_WHAT IS EXPECTED_
Copy out every entry below with each "rough mask" changed to "coarse mask" and nothing else altered, leaving out the pictures.

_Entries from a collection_
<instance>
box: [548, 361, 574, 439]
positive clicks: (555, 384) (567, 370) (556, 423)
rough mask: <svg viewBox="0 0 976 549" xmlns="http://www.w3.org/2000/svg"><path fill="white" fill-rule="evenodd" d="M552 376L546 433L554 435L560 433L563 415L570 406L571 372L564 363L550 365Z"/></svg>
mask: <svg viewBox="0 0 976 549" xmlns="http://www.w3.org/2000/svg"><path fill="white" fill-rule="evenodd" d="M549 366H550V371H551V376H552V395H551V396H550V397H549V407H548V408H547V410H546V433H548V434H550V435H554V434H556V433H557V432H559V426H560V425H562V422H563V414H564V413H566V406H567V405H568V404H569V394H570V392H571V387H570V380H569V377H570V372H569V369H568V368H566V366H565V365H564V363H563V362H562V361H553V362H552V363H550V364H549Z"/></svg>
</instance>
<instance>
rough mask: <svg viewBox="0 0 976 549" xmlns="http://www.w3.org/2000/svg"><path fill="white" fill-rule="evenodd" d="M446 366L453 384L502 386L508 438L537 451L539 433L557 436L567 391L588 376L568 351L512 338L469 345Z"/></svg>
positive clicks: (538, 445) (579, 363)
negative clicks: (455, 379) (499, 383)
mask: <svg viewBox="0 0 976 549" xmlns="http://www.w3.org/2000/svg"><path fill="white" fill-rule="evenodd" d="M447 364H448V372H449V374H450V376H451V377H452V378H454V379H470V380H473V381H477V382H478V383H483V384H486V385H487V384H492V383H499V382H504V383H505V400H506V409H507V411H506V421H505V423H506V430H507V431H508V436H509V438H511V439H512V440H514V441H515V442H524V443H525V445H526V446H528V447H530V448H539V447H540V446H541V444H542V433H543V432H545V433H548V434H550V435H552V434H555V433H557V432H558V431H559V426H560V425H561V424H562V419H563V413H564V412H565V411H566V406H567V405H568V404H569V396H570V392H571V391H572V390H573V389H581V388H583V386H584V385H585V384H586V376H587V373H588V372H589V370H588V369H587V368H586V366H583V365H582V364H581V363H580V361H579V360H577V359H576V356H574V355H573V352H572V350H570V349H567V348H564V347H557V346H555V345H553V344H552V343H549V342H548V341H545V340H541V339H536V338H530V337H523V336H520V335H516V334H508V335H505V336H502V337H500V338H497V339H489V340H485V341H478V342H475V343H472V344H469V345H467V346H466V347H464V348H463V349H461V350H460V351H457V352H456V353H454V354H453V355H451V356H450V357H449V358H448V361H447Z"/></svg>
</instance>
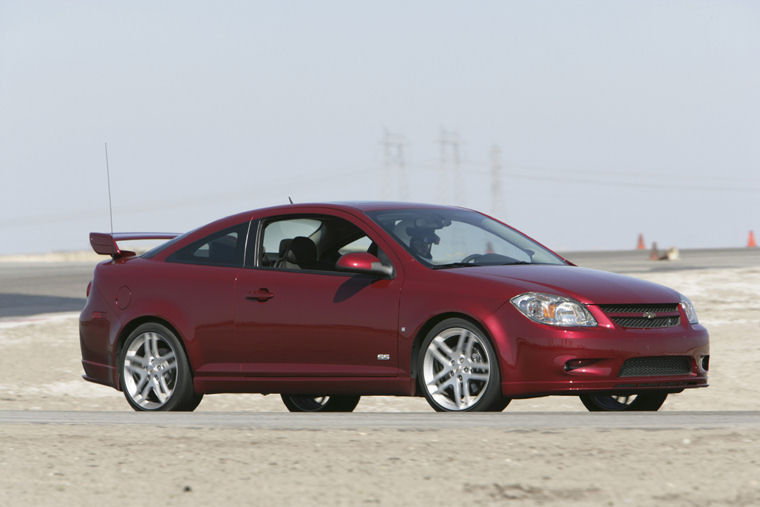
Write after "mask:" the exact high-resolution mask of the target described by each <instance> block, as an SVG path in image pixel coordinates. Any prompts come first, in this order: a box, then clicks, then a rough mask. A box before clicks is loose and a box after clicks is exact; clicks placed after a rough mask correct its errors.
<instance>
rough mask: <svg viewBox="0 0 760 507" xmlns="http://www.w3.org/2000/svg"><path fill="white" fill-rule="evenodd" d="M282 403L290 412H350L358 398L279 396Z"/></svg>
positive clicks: (344, 397) (353, 406)
mask: <svg viewBox="0 0 760 507" xmlns="http://www.w3.org/2000/svg"><path fill="white" fill-rule="evenodd" d="M280 398H282V402H283V403H284V404H285V406H286V407H288V410H290V411H291V412H352V411H353V410H354V408H356V405H358V404H359V399H360V398H361V397H360V396H352V395H341V396H336V395H333V396H326V395H316V396H315V395H309V394H281V395H280Z"/></svg>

_TASK RESULT_
<instance>
box: [548, 361, 574, 439]
positive clicks: (555, 384) (567, 370) (556, 423)
coarse mask: <svg viewBox="0 0 976 549" xmlns="http://www.w3.org/2000/svg"><path fill="white" fill-rule="evenodd" d="M552 376L546 433L554 435L560 433L563 415L570 406L571 372L564 363L550 365Z"/></svg>
mask: <svg viewBox="0 0 976 549" xmlns="http://www.w3.org/2000/svg"><path fill="white" fill-rule="evenodd" d="M549 366H550V371H551V376H552V395H551V396H550V397H549V407H548V408H547V410H546V433H548V434H550V435H554V434H556V433H557V432H559V426H560V425H562V422H563V414H564V413H566V406H567V405H568V404H569V394H570V392H571V387H570V380H569V377H570V372H569V369H568V368H566V366H565V365H564V363H563V362H562V361H553V362H552V363H550V364H549Z"/></svg>
</instance>
<instance>
coarse mask: <svg viewBox="0 0 976 549" xmlns="http://www.w3.org/2000/svg"><path fill="white" fill-rule="evenodd" d="M446 366L453 384L502 386L508 438L537 451L539 433L557 436L567 391L588 376L568 351L512 338L469 345Z"/></svg>
positive clicks: (538, 445) (579, 363)
negative clicks: (455, 379) (499, 383)
mask: <svg viewBox="0 0 976 549" xmlns="http://www.w3.org/2000/svg"><path fill="white" fill-rule="evenodd" d="M447 364H448V372H449V374H450V376H451V377H452V378H454V379H470V380H473V381H477V382H478V383H483V384H486V385H487V384H492V383H499V382H504V383H505V400H506V409H507V411H506V421H505V423H506V430H507V431H508V436H509V438H511V439H512V440H514V441H515V442H524V443H525V445H526V446H528V447H530V448H539V447H540V446H541V444H542V433H543V432H545V433H548V434H550V435H552V434H555V433H557V432H558V431H559V426H560V425H561V424H562V419H563V413H564V412H565V411H566V406H567V405H568V404H569V396H570V392H571V391H572V390H573V389H581V388H583V386H584V385H585V384H586V376H587V373H588V372H589V370H588V369H587V368H586V366H583V365H582V364H581V363H580V361H579V360H577V359H576V356H574V355H573V352H572V350H570V349H567V348H564V347H557V346H555V345H553V344H552V343H549V342H548V341H545V340H541V339H536V338H530V337H523V336H520V335H516V334H508V335H505V336H502V337H500V338H497V339H489V340H485V341H478V342H475V343H472V344H469V345H467V346H466V347H464V348H463V349H461V350H460V351H457V352H456V353H454V354H453V355H451V356H450V357H449V358H448V361H447Z"/></svg>
</instance>
Write after "mask:" the exact high-resolution mask of the target described by each <instance> block, as an SVG path in image pixel coordinates. Any prompts come first, in this order: a box, then clicks, then a coarse mask. A box before clicks is loose and a box after clicks is exact; clicks placed after a coarse mask correct its errors.
<instance>
coarse mask: <svg viewBox="0 0 760 507" xmlns="http://www.w3.org/2000/svg"><path fill="white" fill-rule="evenodd" d="M282 403L290 412H350L358 398L279 396Z"/></svg>
positive clicks: (344, 397) (353, 406)
mask: <svg viewBox="0 0 760 507" xmlns="http://www.w3.org/2000/svg"><path fill="white" fill-rule="evenodd" d="M280 398H282V402H283V403H284V404H285V406H286V407H288V410H290V411H291V412H352V411H353V410H354V408H356V405H358V404H359V399H360V398H361V397H360V396H352V395H341V396H336V395H333V396H326V395H316V396H315V395H309V394H281V395H280Z"/></svg>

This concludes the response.